PROVIDED MATERIAL →

· · · ·

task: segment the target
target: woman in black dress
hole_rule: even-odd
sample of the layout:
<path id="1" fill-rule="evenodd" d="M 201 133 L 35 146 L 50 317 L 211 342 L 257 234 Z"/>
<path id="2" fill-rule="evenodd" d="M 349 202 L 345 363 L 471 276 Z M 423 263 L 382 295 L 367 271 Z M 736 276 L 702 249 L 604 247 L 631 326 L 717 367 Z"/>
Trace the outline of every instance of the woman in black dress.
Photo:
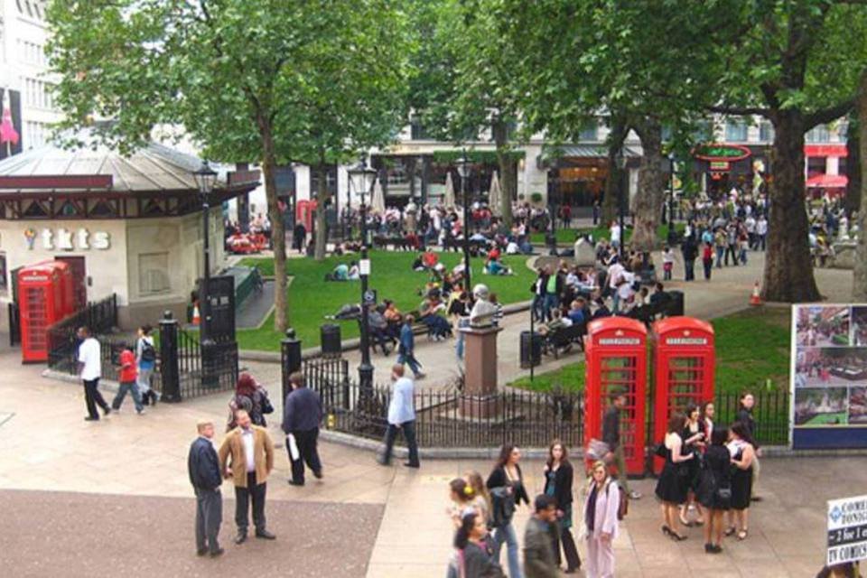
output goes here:
<path id="1" fill-rule="evenodd" d="M 722 551 L 722 516 L 732 503 L 732 457 L 725 447 L 728 439 L 728 430 L 713 430 L 711 445 L 704 452 L 699 500 L 707 508 L 707 524 L 704 526 L 706 554 Z"/>
<path id="2" fill-rule="evenodd" d="M 747 426 L 741 422 L 732 425 L 728 443 L 732 456 L 732 510 L 729 512 L 729 528 L 726 536 L 735 532 L 734 517 L 737 516 L 740 530 L 738 539 L 744 540 L 750 531 L 750 499 L 752 498 L 752 461 L 756 450 L 752 444 L 752 436 Z"/>
<path id="3" fill-rule="evenodd" d="M 686 423 L 686 416 L 676 413 L 668 419 L 667 433 L 664 442 L 666 465 L 657 482 L 657 497 L 662 500 L 662 533 L 675 540 L 685 540 L 686 536 L 677 532 L 677 511 L 686 501 L 687 471 L 684 462 L 695 459 L 694 454 L 682 454 L 684 441 L 680 437 Z"/>
<path id="4" fill-rule="evenodd" d="M 548 448 L 548 461 L 545 464 L 545 491 L 557 502 L 557 532 L 553 536 L 554 556 L 560 565 L 560 544 L 566 555 L 566 573 L 572 574 L 581 567 L 581 558 L 575 540 L 572 537 L 572 464 L 566 455 L 566 446 L 555 440 Z"/>
<path id="5" fill-rule="evenodd" d="M 686 527 L 701 526 L 704 523 L 701 503 L 695 499 L 698 494 L 698 474 L 701 469 L 701 457 L 704 452 L 707 438 L 704 437 L 704 424 L 698 411 L 698 406 L 690 404 L 686 406 L 686 424 L 681 437 L 684 440 L 684 453 L 692 453 L 695 459 L 687 461 L 684 467 L 689 472 L 686 475 L 689 491 L 686 494 L 686 502 L 680 507 L 680 523 Z M 689 510 L 695 508 L 698 517 L 695 521 L 687 518 Z"/>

· · · ·

REQUIREMENT →
Can you reproduce every one of the lines above word for word, but without the picture?

FULL RESPONSE →
task: segment the target
target: woman in black dress
hole_rule: even-odd
sample of the layout:
<path id="1" fill-rule="evenodd" d="M 201 133 L 35 146 L 50 317 L 211 342 L 257 234 Z"/>
<path id="2" fill-rule="evenodd" d="M 349 202 L 345 363 L 471 276 Z M 423 263 L 382 295 L 367 271 Z M 736 276 L 702 249 L 604 247 L 631 326 L 717 367 Z"/>
Trace the outline of every instance of the woman in black dress.
Photo:
output goes here:
<path id="1" fill-rule="evenodd" d="M 722 551 L 722 516 L 732 503 L 732 457 L 725 447 L 728 439 L 728 430 L 713 430 L 711 445 L 704 452 L 699 500 L 707 508 L 707 524 L 704 526 L 706 554 Z"/>
<path id="2" fill-rule="evenodd" d="M 747 426 L 741 422 L 732 425 L 728 443 L 732 456 L 732 510 L 729 512 L 729 528 L 726 536 L 735 532 L 734 517 L 737 516 L 740 530 L 738 539 L 744 540 L 750 531 L 750 499 L 752 498 L 752 461 L 756 450 L 752 444 L 752 436 Z"/>
<path id="3" fill-rule="evenodd" d="M 686 423 L 686 416 L 676 413 L 668 419 L 667 433 L 664 442 L 666 465 L 657 482 L 657 497 L 662 500 L 662 533 L 675 540 L 685 540 L 686 536 L 677 532 L 677 511 L 686 501 L 687 471 L 684 462 L 695 459 L 694 454 L 682 454 L 684 441 L 680 437 Z"/>
<path id="4" fill-rule="evenodd" d="M 548 448 L 548 461 L 545 464 L 545 491 L 557 502 L 557 532 L 553 536 L 554 556 L 560 565 L 560 544 L 566 555 L 566 573 L 572 574 L 581 567 L 581 558 L 575 540 L 572 537 L 572 464 L 566 455 L 566 446 L 555 440 Z"/>
<path id="5" fill-rule="evenodd" d="M 686 527 L 701 526 L 704 523 L 701 503 L 695 499 L 698 494 L 698 474 L 701 469 L 701 457 L 704 452 L 707 438 L 704 437 L 704 424 L 698 411 L 698 406 L 690 404 L 686 406 L 686 424 L 681 437 L 684 440 L 684 453 L 692 453 L 695 459 L 687 461 L 684 467 L 689 472 L 686 475 L 689 491 L 686 494 L 686 502 L 680 507 L 680 523 Z M 689 510 L 695 508 L 698 517 L 695 521 L 687 518 Z"/>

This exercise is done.